** Begin **

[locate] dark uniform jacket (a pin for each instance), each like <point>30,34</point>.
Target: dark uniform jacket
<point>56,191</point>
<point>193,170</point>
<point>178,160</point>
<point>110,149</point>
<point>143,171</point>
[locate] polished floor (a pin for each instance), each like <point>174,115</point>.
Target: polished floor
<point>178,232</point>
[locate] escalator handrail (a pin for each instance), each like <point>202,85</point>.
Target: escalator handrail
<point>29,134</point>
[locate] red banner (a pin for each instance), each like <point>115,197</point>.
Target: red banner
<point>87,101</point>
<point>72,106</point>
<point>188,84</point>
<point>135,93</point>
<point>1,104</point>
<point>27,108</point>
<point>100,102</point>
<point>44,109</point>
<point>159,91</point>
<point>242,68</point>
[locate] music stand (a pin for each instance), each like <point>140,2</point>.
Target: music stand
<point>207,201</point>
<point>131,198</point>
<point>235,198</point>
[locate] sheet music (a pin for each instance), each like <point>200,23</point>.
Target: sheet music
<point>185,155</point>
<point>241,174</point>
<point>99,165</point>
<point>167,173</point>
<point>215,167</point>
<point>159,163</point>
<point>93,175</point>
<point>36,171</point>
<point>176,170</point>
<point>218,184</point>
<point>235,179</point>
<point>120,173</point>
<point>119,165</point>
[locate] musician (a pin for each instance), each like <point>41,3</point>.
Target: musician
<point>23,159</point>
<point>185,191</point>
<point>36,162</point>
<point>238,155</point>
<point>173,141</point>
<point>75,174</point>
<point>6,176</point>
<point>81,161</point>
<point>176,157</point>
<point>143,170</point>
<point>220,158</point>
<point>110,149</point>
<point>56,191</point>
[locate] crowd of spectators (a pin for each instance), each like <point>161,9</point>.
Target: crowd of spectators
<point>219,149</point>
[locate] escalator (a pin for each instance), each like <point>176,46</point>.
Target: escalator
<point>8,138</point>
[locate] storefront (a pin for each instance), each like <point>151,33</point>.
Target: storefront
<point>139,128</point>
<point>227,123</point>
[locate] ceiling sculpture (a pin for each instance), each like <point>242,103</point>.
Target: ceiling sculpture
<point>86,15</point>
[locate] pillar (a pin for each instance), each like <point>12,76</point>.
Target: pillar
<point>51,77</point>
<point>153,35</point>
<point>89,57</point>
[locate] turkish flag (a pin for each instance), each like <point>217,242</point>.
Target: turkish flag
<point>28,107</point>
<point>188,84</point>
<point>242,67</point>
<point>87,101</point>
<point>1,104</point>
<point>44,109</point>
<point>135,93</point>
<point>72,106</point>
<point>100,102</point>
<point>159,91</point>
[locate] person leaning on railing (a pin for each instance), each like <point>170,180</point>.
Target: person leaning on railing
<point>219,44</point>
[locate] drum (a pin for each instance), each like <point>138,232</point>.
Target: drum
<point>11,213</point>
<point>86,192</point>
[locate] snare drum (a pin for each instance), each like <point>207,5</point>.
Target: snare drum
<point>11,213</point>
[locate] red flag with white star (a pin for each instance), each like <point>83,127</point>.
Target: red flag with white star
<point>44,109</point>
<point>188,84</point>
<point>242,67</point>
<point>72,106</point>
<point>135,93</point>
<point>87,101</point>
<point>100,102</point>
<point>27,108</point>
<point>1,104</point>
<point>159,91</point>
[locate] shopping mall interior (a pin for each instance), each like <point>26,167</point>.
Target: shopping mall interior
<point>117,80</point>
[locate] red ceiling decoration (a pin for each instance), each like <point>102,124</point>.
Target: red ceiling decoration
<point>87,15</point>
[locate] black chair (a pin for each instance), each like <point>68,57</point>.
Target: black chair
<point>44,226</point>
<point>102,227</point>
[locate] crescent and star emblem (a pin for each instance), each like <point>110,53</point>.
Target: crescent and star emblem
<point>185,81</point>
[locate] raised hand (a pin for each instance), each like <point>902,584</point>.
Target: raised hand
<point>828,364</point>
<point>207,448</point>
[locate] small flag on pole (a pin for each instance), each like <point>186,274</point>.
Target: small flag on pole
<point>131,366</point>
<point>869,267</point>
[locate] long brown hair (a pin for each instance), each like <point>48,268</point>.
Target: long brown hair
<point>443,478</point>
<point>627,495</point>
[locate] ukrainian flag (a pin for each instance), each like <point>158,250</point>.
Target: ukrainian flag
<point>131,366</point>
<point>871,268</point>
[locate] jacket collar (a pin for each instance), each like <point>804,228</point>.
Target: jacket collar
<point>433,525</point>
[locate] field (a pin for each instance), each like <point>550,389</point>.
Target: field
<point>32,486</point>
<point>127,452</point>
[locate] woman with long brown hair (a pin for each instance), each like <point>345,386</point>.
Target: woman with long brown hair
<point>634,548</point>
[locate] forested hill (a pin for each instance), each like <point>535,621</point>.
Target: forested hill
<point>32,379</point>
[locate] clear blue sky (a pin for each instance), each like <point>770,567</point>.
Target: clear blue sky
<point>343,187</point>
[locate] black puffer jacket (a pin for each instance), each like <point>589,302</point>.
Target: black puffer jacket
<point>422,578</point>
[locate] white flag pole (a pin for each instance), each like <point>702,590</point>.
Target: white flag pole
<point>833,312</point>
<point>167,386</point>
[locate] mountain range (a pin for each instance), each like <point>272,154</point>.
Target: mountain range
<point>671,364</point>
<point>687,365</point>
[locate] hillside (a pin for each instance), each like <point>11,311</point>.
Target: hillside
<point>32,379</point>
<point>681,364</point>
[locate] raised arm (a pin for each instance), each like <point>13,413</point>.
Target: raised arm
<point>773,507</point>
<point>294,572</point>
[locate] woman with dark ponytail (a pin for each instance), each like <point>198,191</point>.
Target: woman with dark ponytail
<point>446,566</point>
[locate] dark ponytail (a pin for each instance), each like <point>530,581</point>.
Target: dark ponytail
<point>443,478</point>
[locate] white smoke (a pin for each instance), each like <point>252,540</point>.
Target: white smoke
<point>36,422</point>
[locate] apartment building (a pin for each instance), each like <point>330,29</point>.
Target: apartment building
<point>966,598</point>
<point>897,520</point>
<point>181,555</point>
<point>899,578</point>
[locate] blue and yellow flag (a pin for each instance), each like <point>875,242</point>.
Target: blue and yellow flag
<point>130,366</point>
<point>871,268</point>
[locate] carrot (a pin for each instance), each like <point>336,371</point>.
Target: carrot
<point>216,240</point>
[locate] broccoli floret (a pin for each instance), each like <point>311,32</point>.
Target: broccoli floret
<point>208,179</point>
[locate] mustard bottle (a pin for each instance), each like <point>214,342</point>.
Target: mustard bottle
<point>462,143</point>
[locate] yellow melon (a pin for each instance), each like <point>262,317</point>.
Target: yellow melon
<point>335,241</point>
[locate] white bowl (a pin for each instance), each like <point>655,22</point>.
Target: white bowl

** End **

Reproduce all of the entries above verbatim, changing nothing.

[locate] dark uniform jacket (a pin for each instance), each like <point>30,34</point>.
Target: dark uniform jacket
<point>56,191</point>
<point>193,170</point>
<point>178,160</point>
<point>110,149</point>
<point>143,171</point>
[locate] polished floor (a pin for each instance), each like <point>174,115</point>.
Target: polished floor
<point>178,232</point>
[locate] escalator handrail (a pin for each instance), each like <point>202,85</point>.
Target: escalator handrail
<point>29,134</point>
[locate] red banner (a pin for each instance), each like <point>115,197</point>.
Target: red banner
<point>87,101</point>
<point>72,106</point>
<point>188,84</point>
<point>135,93</point>
<point>1,104</point>
<point>27,108</point>
<point>100,102</point>
<point>44,109</point>
<point>159,91</point>
<point>242,68</point>
[locate] music stand (a pin for each instance), each like <point>140,2</point>.
Target: music stand
<point>207,201</point>
<point>131,198</point>
<point>235,198</point>
[locate] sheet music (a pin for each instance), each like <point>200,23</point>.
Target: sheet music
<point>185,155</point>
<point>241,174</point>
<point>99,165</point>
<point>167,173</point>
<point>215,167</point>
<point>159,163</point>
<point>93,175</point>
<point>36,171</point>
<point>176,170</point>
<point>218,184</point>
<point>235,179</point>
<point>120,173</point>
<point>119,165</point>
[locate] musician (a pin for each instance), each like <point>41,3</point>.
Target: musician
<point>23,159</point>
<point>185,191</point>
<point>36,162</point>
<point>238,155</point>
<point>173,141</point>
<point>75,174</point>
<point>6,176</point>
<point>81,161</point>
<point>176,157</point>
<point>143,170</point>
<point>220,158</point>
<point>110,149</point>
<point>56,191</point>
[locate] crowd of spectators (a pin for each instance), each like <point>161,9</point>.
Target: crowd of spectators
<point>219,149</point>
[locate] escalator (a pin for each instance), each like <point>176,46</point>.
Target: escalator
<point>8,138</point>
[locate] storefront (a pin for each instance), each like <point>151,33</point>.
Target: storefront
<point>139,128</point>
<point>227,123</point>
[locate] ceiling sculpture (a pin for each instance), each like <point>242,103</point>.
Target: ceiling sculpture
<point>86,15</point>
[locate] pillar (a pin for each instance), each like <point>12,76</point>.
Target: pillar
<point>51,77</point>
<point>153,35</point>
<point>89,57</point>
[locate] turkish flag (a pin for each instance), each like <point>217,242</point>.
Target: turkish flag
<point>28,107</point>
<point>188,84</point>
<point>242,67</point>
<point>87,101</point>
<point>1,104</point>
<point>44,109</point>
<point>135,93</point>
<point>72,106</point>
<point>100,102</point>
<point>159,91</point>
[locate] person leaning on railing (a pin for each instance), each like <point>170,180</point>.
Target: person leaning on railing
<point>219,44</point>
[locate] drum (a pin for each instance), each like <point>138,232</point>.
Target: drum
<point>11,213</point>
<point>86,192</point>
[locate] snare drum (a pin for each instance), each like <point>207,5</point>.
Target: snare drum
<point>11,213</point>
[locate] red flag with white star (a pin for each instance), each like <point>83,127</point>.
Target: red flag with white star
<point>44,109</point>
<point>188,84</point>
<point>242,67</point>
<point>72,106</point>
<point>135,93</point>
<point>87,101</point>
<point>100,102</point>
<point>27,108</point>
<point>1,104</point>
<point>159,91</point>
[locate] shopping mall interior (a pin for each instance), each like <point>26,167</point>.
Target: shopping mall interior
<point>117,80</point>
[locate] red ceiling decoration (a pin for each instance), each like <point>102,124</point>.
Target: red ceiling decoration
<point>87,15</point>
[locate] black chair (a pin for each instance), each like <point>68,57</point>.
Target: black chair
<point>44,226</point>
<point>102,227</point>
[locate] crescent and star emblem (a pin for each instance), each like <point>110,53</point>.
Target: crescent and star emblem
<point>185,81</point>
[locate] raised hand (a pin for each instance), each like <point>902,584</point>.
Target: raised hand
<point>828,364</point>
<point>207,448</point>
[locate] small flag on pole (a pin for each instance), each like <point>186,274</point>.
Target: small flag on pole
<point>131,366</point>
<point>869,267</point>
[locate] long brown hair (a pin for each instance), each like <point>48,268</point>.
Target: long brown hair
<point>443,478</point>
<point>627,495</point>
[locate] ukrainian flag (a pin for each instance), each like <point>158,250</point>.
Target: ukrainian flag
<point>131,366</point>
<point>871,268</point>
[locate] jacket collar (a pin for each instance), each like <point>804,228</point>.
Target: jacket collar
<point>433,525</point>
[locate] field (a pin for each instance), each like <point>550,389</point>.
Target: field
<point>32,486</point>
<point>127,452</point>
[locate] woman with long brown hair (a pin for each instance), each like <point>345,386</point>.
Target: woman with long brown hair
<point>634,548</point>
[locate] forested hill (a pin for each instance), each like <point>535,621</point>.
Target: forested hill
<point>32,379</point>
[locate] clear blue sky (a pin for each instance), each like <point>770,567</point>.
Target: clear blue sky
<point>343,187</point>
[locate] black puffer jacket (a pin for each instance), each like <point>589,302</point>.
Target: black puffer jacket
<point>422,578</point>
[locate] white flag pole (a pin for each instance), each like <point>702,590</point>.
Target: white flag pole
<point>833,312</point>
<point>167,386</point>
[locate] mountain range (a pin for each instance), each like <point>272,154</point>.
Target: mountain range
<point>671,364</point>
<point>687,365</point>
[locate] hillside (a pin for each instance), each like <point>11,311</point>.
Target: hillside
<point>32,379</point>
<point>681,364</point>
[locate] raised arm (a pin for each instance), each like <point>13,413</point>.
Target: raised arm
<point>773,507</point>
<point>294,572</point>
[locate] woman with dark ponytail (a pin for each instance), each like <point>198,191</point>.
Target: woman with dark ponytail
<point>446,566</point>
[locate] dark ponytail (a pin for each instance), each like <point>530,581</point>.
Target: dark ponytail
<point>443,478</point>
[locate] white smoke (a pin for each instance), each like <point>252,540</point>.
Target: white smoke
<point>36,422</point>
[locate] apartment building (a pin for each instance), each like <point>330,29</point>.
Target: apartment building
<point>966,598</point>
<point>897,520</point>
<point>181,555</point>
<point>899,578</point>
[locate] blue and yellow flag (a pin for each instance), each like <point>875,242</point>.
Target: blue and yellow flag
<point>130,366</point>
<point>871,268</point>
[locate] carrot (a pin for each instance), each like <point>336,371</point>.
Target: carrot
<point>216,240</point>
[locate] broccoli floret (a pin for each instance), each like <point>311,32</point>.
Target: broccoli floret
<point>208,179</point>
[locate] mustard bottle (a pin for each instance), each like <point>214,342</point>.
Target: mustard bottle
<point>462,143</point>
[locate] yellow melon (a pin for each instance), each like <point>262,317</point>.
Target: yellow melon
<point>335,241</point>
[locate] white bowl (a pin for each instance), each like <point>655,22</point>.
Target: white bowl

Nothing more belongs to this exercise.